STATED EXERCISE 1 — In the Viewpoint House post below, why does the writer suspect the owner still visits the house now and then? Answer in one to three sentences.
STATED EXERCISE 2 — Turn the paragraph beginning "It seems it's not been abandoned" in the Viewpoint House post below into a short bulleted list that keeps its main facts.
STATED EXERCISE 3 — Carry on the Viewpoint House post below from its final sentence.

DOCUMENT TEXT —
# Viewpoint House - Surrey - June 2017



## Gromr (Jun 19, 2017)

Cheers to Brewtal for the tip off about this one. Not often you see a house this clean.

*History*

This small 3 bedroom house is set back from the road down a sleepy Surrey road. Driving past you would never see it hidden behind the hedge row.

It seems it's not been abandoned for very long, probably no longer than a few years. Google Streetview shows it as derelict in 2014, but 2008 it looks lived in. The piles of letters that have built up behind the letter box look only a few months old, so I suspect the owner pops in occasionally to collect the post.


*The Explore*

Checked out this house after a tip off from Brewtal and it turned out to be a decent little explore. Set in a very quiet street I had to be careful with the crunchy leaves underfoot not to make myself too obvious the neighbours that were just the otherside of a hedge.

RECORDS PROVIDED —

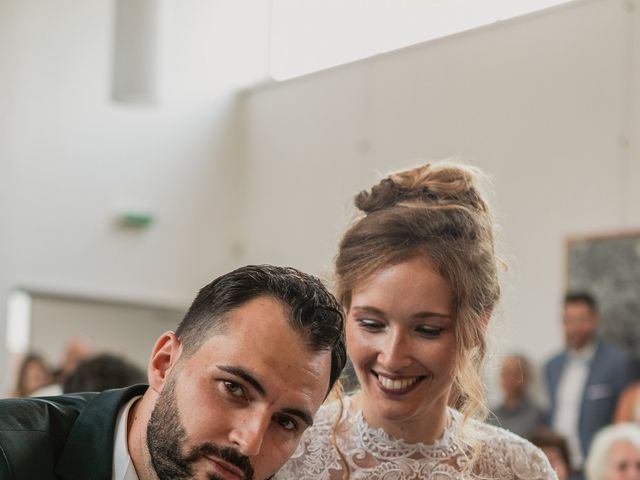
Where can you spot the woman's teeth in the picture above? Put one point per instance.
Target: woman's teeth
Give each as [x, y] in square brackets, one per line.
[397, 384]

* * *

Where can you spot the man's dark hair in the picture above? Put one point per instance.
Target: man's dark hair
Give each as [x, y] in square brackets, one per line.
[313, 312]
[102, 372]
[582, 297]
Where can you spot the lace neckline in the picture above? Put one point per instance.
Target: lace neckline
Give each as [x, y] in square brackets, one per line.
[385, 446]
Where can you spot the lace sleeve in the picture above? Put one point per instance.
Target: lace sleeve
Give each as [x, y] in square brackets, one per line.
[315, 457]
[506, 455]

WRITTEN ANSWER 1 — The piles of letters behind the letter box look only a few months old. So the writer thinks the owner occasionally stops by to collect the post, even though the house seems to have stood empty for a few years.

WRITTEN ANSWER 2 —
- The house seems to have been abandoned only recently, probably for no more than a few years.
- Google Street View shows it looking lived in in 2008 and derelict in 2014.
- The letters piled behind the letter box look only a few months old, which suggests the owner occasionally drops in to collect the post.

WRITTEN ANSWER 3 —
There isn't too much left inside, although it has a few nice features. To be completely honest it was just a nice sweet little house. I'd quite happily live here if I had the money to buy it and give it some TLC.
Being the area it is in, I'd imagine it would fetch a good sum if it was sold off.


*Photos*









































































Power is still coming into the house.


----------



## smiler (Jun 19, 2017)

Beats me Grom, looks good to go, I enjoyed it, Thanks


----------



## Rubex (Jun 19, 2017)

Very nice Gromr  great set!


----------



## BritishAtHeart (Jun 19, 2017)

This is a very cute little house. I would have to agree, it needs some work but I would also happily live here if given the chance. It looks as if they may be getting ready to do some work as well, with the way the living room floor is. If it were me, I would lay down a laminate or real hardwood.


----------



## Sam Haltin (Jun 19, 2017)

That's a very nice house. I like the large Victorian bath and sink, and the shaving mirror is still there. The power is still available. Could do with a renovate with real wood flooring (Oak) and wood finished kitchen cabinets. That could be my retirement home.


----------



## BikinGlynn (Jun 20, 2017)

What a lovely place, I want it!


----------



## Dirus_Strictus (Jun 20, 2017)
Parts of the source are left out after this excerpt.